PASSAGE>
>> begin

GAN 学习笔记（一）

【李宏毅2017 深度学习GAN课程笔记】part 1.

GAN：Generative Adversarial Network

Review: Auto-encoder

Input Image -> NN Encoder -> code -> NN Decoder -> Output Image

Basic Idea of GAN

Maximum Likelihood Estimation

Given a data distribution $P_{data}(x)$
We have a distribution $P_G(x;\theta)$ parameterized by $\theta$
- E.g. $P_G(x;\theta)$ is a Gaussian Misture Model, $\theta$ are means and variances of the Gaussians
- We want to find $\theta$ such that $P_G(x;\theta)$ close to $P_{data}(x)$

Sample ${x^1,x^2,…,x^m}$ from $P_{data}(x)$, we can compute $P_G(x^i;\theta)$

Likelihood of generating the samples:

$L=\prod\limits_{i=1}^mP_{G}(x^i;\theta)$

Find $\theta^*$ maximizing the likelihood:

$\theta^*=argmax\prod\limits_{i=1}^mP_{G}(x^i;\theta) = argmax\ log\prod\limits_{i=1}^mP_{G}(x^i;\theta)$

$=argmax \sum\limits_{i=1}^mlogP_{G}(x^i;\theta)$

$\approx argmax\ E_{x\sim P_{data}}[logP_{G}(x;\theta)]$

$= arg max \int P_{data}(x)logP_G(x;\theta)dx - \int P_{data}(x)logP_{data}(x)dx$

$= argmax\int P_{data}(x)log\frac{P_{data}(x)}{P_G(x;\theta)}$

$= argmin \int P_{data}(x)log\frac{P_G(x;\theta)}{P_{data}(x)}$

$= argmin\ KL(P_{data}\|\|P_G(x;\theta))$

Now we utilize a neural network to output $P_G(x;\theta)$

Generator G
- G is a function, input $z$, output $x$.
- Given a prior distribution $P_{prior}(z)$, a probalility distribution $P_G(x)$ id defined by function G.

>> end

DATA SHOWN>

>> begin

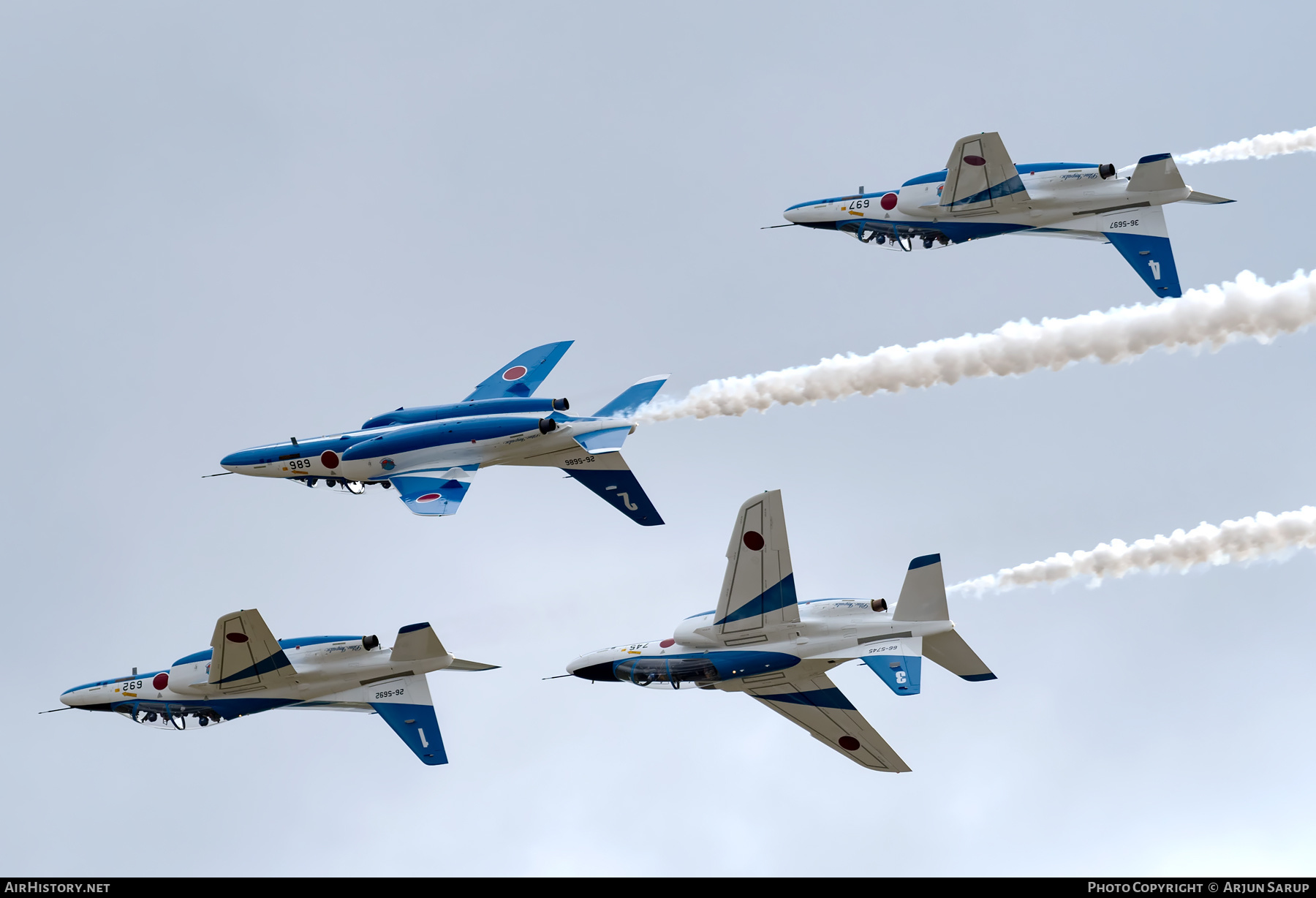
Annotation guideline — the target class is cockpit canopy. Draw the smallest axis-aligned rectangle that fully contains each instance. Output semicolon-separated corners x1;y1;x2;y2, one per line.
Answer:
613;658;722;689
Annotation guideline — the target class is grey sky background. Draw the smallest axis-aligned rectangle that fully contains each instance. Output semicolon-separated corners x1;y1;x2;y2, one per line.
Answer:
0;3;1316;877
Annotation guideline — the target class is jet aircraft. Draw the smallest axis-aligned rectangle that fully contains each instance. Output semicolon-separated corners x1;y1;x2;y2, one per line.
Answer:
775;132;1233;296
59;608;496;765
221;340;668;527
567;490;997;773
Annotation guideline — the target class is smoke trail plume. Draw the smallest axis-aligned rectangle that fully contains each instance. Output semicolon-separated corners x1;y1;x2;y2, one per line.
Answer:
635;271;1316;421
946;505;1316;597
1174;128;1316;166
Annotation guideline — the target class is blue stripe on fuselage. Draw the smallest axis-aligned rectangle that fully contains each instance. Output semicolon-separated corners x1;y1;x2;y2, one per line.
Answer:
342;418;538;461
220;649;292;684
604;649;800;679
786;162;1097;212
754;686;857;711
360;398;556;431
942;175;1024;209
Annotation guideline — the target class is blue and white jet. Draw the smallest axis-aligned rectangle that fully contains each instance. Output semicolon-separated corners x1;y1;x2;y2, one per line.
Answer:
221;340;668;527
59;608;496;765
567;490;997;773
776;132;1233;296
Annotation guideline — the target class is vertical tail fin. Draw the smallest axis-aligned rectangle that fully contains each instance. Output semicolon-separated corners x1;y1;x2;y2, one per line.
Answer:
367;671;447;766
859;636;923;695
594;374;668;418
209;608;296;689
891;554;950;620
714;490;800;641
941;132;1029;214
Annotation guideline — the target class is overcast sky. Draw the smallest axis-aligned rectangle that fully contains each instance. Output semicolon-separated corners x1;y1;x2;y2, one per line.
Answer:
0;3;1316;877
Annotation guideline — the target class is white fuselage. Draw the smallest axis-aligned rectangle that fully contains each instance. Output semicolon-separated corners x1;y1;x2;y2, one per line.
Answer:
784;166;1192;230
567;599;954;681
59;637;453;710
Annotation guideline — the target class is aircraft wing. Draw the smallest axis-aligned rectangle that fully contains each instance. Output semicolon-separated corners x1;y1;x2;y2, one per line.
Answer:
208;608;298;690
737;665;910;773
388;465;479;516
462;340;575;401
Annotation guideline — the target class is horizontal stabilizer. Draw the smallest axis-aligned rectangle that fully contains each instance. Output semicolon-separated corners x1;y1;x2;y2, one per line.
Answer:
370;671;447;766
562;453;663;527
923;630;997;681
208;608;296;689
388;465;479;516
462;340;575;401
391;622;447;661
859;636;923;695
1124;153;1184;194
891;554;950;620
594;374;668;418
1181;191;1237;205
575;424;635;456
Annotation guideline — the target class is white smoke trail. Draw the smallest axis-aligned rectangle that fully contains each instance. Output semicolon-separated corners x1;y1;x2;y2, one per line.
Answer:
635;271;1316;421
946;505;1316;597
1174;128;1316;166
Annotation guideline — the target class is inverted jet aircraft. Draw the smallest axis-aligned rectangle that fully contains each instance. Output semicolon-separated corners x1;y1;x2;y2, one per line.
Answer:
221;340;668;527
776;132;1233;296
567;490;997;773
59;608;496;765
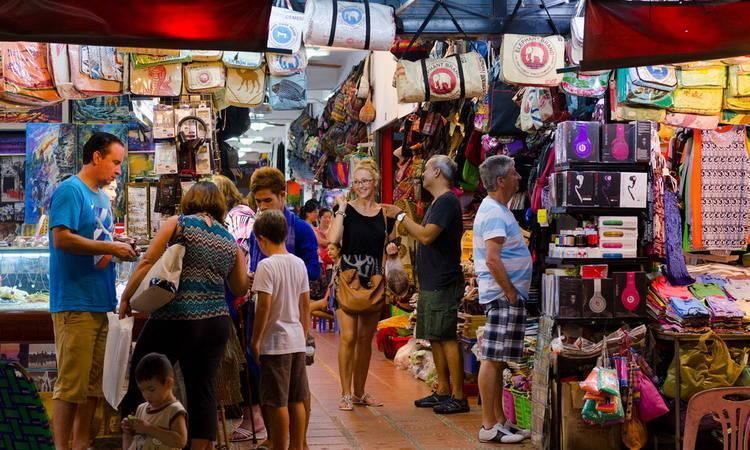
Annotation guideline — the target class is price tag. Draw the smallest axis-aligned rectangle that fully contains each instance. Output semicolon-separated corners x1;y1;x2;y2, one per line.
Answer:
536;209;549;227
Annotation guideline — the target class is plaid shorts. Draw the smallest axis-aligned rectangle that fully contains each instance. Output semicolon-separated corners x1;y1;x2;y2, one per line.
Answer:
480;297;526;362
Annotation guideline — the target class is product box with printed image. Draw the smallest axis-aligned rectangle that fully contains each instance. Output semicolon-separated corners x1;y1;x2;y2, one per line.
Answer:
613;272;648;317
555;121;599;165
596;172;620;208
600;123;635;163
582;278;614;318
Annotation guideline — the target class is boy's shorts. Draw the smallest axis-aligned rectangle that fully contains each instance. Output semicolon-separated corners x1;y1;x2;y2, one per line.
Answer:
52;311;109;403
260;352;309;408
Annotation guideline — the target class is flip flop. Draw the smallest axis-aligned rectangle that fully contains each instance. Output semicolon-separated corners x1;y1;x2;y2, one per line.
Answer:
229;427;268;442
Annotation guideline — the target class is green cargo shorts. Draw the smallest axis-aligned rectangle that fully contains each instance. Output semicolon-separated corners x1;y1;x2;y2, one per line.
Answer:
417;280;464;341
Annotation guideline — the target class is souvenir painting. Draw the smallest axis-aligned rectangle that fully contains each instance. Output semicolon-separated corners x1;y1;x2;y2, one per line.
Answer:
128;153;156;181
71;95;130;123
0;156;25;203
24;123;79;224
78;123;128;220
128;122;154;153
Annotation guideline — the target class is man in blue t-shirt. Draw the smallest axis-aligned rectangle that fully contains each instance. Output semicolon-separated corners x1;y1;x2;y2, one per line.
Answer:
49;133;136;450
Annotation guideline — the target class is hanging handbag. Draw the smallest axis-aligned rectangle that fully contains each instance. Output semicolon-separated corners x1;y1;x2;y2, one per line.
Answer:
500;34;565;86
224;67;266;107
357;53;372;100
267;0;305;54
266;47;307;77
130;64;182;97
221;51;264;69
184;62;226;94
268;72;307;110
130;221;185;314
336;213;388;315
395;52;487;103
304;0;396;50
628;66;677;91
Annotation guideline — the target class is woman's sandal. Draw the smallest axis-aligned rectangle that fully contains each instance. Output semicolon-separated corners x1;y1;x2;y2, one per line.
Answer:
339;395;354;411
352;394;383;406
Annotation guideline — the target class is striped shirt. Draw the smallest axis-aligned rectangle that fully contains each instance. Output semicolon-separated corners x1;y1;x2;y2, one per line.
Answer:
474;197;532;304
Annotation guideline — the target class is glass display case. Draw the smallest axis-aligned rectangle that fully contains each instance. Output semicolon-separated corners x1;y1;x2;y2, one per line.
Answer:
0;246;140;343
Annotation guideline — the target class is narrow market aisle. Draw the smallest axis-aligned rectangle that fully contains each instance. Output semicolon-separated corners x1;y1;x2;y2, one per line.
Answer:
300;332;533;450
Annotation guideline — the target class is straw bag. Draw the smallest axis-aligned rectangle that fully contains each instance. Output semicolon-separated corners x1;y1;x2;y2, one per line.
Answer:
335;214;388;315
130;64;182;97
224;67;266;106
395;52;487;103
185;62;226;93
266;47;307;77
500;34;565;86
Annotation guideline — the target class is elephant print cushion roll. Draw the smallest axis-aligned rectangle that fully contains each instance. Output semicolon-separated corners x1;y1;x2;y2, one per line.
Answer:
394;52;494;103
304;0;396;50
500;34;565;87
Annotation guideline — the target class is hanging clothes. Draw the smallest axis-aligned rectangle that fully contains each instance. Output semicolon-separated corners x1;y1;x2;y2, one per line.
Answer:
691;126;750;250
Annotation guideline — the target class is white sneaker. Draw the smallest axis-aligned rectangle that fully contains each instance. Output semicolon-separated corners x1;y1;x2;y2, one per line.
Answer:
502;420;531;439
479;424;525;444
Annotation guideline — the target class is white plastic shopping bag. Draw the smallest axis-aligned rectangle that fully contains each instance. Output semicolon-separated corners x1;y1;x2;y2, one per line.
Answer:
102;313;133;409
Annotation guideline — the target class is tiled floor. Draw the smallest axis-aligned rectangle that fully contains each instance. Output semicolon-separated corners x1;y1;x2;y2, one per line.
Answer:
235;332;533;450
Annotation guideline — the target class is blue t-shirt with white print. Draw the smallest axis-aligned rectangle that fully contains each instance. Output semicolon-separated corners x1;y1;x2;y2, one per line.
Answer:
49;176;117;312
473;197;532;304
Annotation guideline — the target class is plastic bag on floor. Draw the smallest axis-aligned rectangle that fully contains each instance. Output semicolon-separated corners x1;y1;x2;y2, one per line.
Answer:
393;339;417;370
102;313;133;409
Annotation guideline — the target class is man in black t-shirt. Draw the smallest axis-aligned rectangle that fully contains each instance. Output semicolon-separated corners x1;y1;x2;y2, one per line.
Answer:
384;155;469;414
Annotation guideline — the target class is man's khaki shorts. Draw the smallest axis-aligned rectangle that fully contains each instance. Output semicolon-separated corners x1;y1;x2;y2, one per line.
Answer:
52;311;108;403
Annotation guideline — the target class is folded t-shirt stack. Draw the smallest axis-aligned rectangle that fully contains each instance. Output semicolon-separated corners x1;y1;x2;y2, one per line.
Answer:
706;296;745;333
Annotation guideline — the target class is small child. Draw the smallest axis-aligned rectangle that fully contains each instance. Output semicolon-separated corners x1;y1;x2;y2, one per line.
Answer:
252;211;310;450
122;353;188;450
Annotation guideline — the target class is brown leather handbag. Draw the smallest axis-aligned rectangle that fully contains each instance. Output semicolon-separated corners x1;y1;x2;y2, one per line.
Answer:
335;212;388;315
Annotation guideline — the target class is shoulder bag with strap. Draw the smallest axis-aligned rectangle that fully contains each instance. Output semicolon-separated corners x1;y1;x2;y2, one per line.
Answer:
335;211;388;315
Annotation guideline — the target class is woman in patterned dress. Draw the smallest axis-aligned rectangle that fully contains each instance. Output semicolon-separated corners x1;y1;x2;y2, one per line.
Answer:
120;181;249;450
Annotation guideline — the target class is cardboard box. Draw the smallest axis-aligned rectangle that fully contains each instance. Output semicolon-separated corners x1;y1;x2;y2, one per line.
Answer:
600;123;635;163
555;121;599;165
620;172;648;208
582;278;614;317
613;272;648;317
557;277;583;319
596;172;620;208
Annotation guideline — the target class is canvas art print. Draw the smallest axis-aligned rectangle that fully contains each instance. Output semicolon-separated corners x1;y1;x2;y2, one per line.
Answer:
24;123;79;224
78;123;128;221
70;95;130;123
0;156;24;203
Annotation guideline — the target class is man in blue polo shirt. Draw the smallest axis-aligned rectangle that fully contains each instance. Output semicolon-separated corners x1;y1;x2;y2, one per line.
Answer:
49;133;136;450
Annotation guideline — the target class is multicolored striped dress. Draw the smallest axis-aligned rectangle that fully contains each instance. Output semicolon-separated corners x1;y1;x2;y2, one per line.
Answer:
151;215;237;320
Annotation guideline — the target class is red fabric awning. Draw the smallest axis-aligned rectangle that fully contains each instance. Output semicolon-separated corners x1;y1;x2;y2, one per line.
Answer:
581;0;750;70
0;0;271;51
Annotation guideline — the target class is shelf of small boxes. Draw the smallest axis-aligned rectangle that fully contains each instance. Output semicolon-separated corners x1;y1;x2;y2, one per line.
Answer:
546;216;648;264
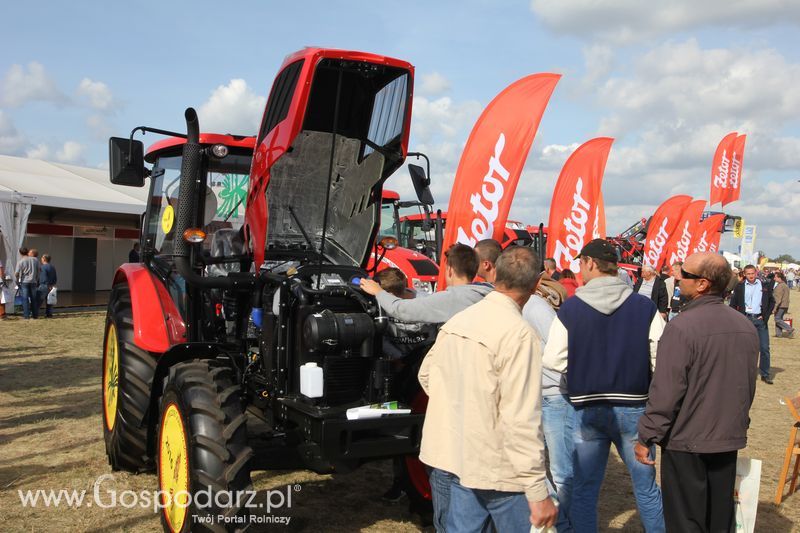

>> end

PROMPT 1>
From the GAN notes, output the part that opens with the words containing "Now we utilize" and closes with "by function G.".
PROMPT 2>
Using the GAN notes, decide whether each statement agrees with them, answering yes or no and quoting the deciding words: (a) In the auto-encoder review, the code goes into an NN Decoder. (b) In the Gaussian example, $\theta$ stands for the means and variances of the Gaussians. (c) Generator G takes $x$ as input and outputs $z$.

CORRECT OUTPUT 1>
Now we utilize a neural network to output $P_G(x;\theta)$

Generator G
- G is a function, input $z$, output $x$.
- Given a prior distribution $P_{prior}(z)$, a probalility distribution $P_G(x)$ id defined by function G.

CORRECT OUTPUT 2>
(a) Yes: "code -> NN Decoder -> Output Image"
(b) Yes: "$\theta$ are means and variances of the Gaussians"
(c) No: "G is a function, input $z$, output $x$."